- **Selected text**:
•••
Early life and family
McKean was born in New London Township, Chester County, Pennsylvania, the son of William McKean and Letitia Finney. His father was a tavern-keeper in New London and both his parents were Ulster-Scots who came to Pennsylvania from Ireland as children. Mary Borden was his first wife. They married in 1763, lived at 22 The Strand in New Castle, Delaware. They had six children: Joseph, Robert, Elizabeth, Letitia, Mary, and Anne. Mary Borden McKean died in 1773 and is buried at Immanuel Episcopal Church in New Castle. Sarah Armitage was McKean’s second wife. They married in 1774, lived at the northeast corner of 3rd and Pine Streets in Philadelphia, Pennsylvania, and had four children, Sarah, Thomas, Sophia, and Maria. They were members of the New Castle Presbyterian Church in New Castle and the First Presbyterian Church in Philadelphia. Sarah's son, Carlos Fernando de Yrujo, would later become Prime Minister of Spain.
Colonial career
McKean's education began at the Reverend Francis Allison's New London Academy. At the age of sixteen he went to New Castle, Delaware to begin the study of law under his cousin, David Finney. In 1755 he was admitted to the Bar of the Lower Counties, as Delaware was then known, and likewise in the Province of Pennsylvania the following year. In 1756 he was appointed deputy Attorney General for Sussex County. From the 1762/63 session through the 1775/76 session he was a member of the General Assembly of the Lower Counties, serving as its Speaker in 1772/73. From July 1765, he also served as a judge of the Court of Common Pleas and began service as the customs collector at New Castle in 1771. In November 1765 his Court of Common Pleas became the first such court in the colonies to establish a rule that all the proceedings of the court be recorded on un-stamped paper.
•••
- **Provided data**:
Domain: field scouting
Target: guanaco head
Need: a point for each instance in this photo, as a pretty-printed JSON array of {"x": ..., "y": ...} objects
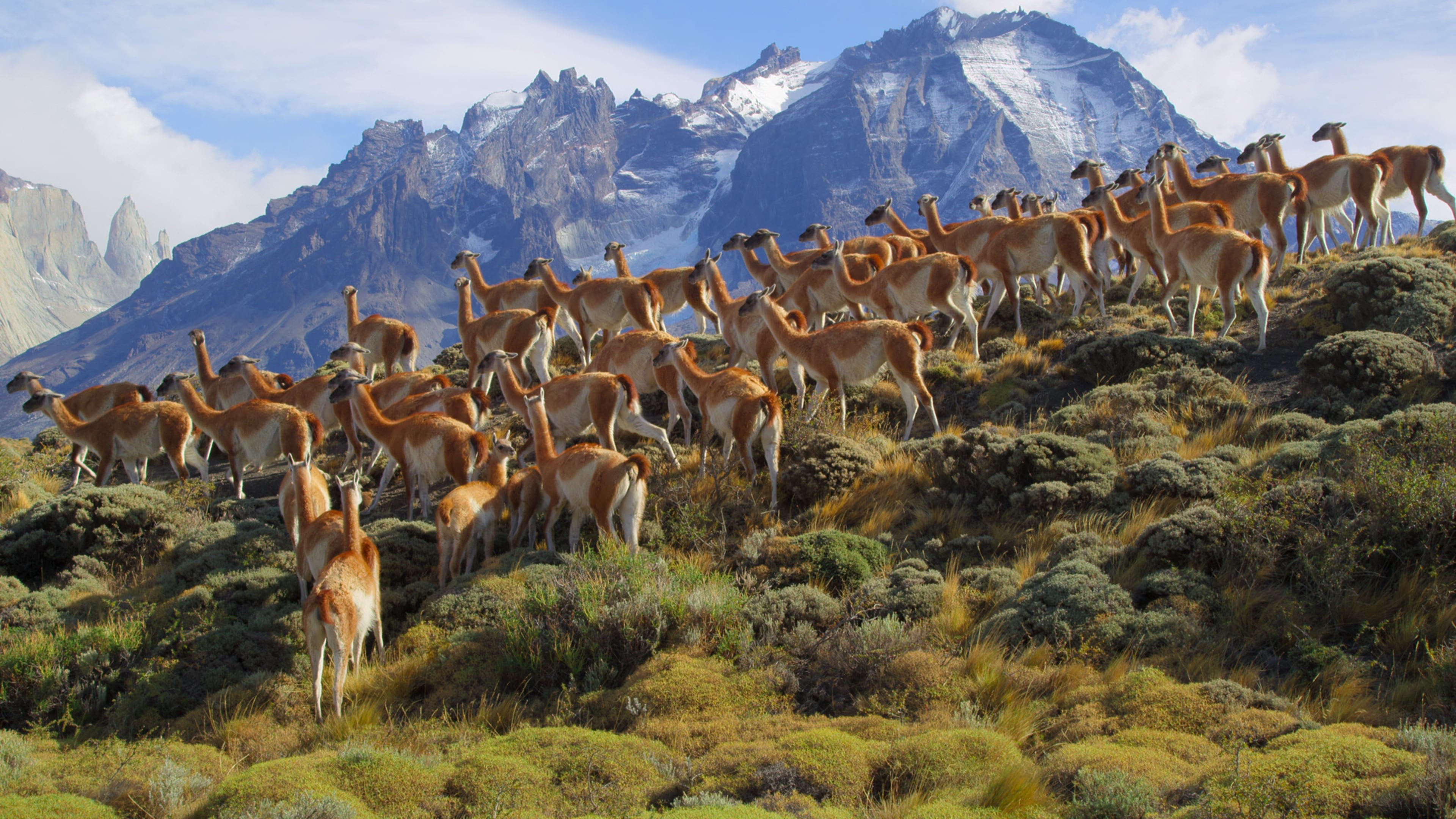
•••
- **Instruction**: In the text on McKean's early life and colonial career, under whom did McKean study law in New Castle, Delaware?

- **Result of the exercise**: His cousin, David Finney.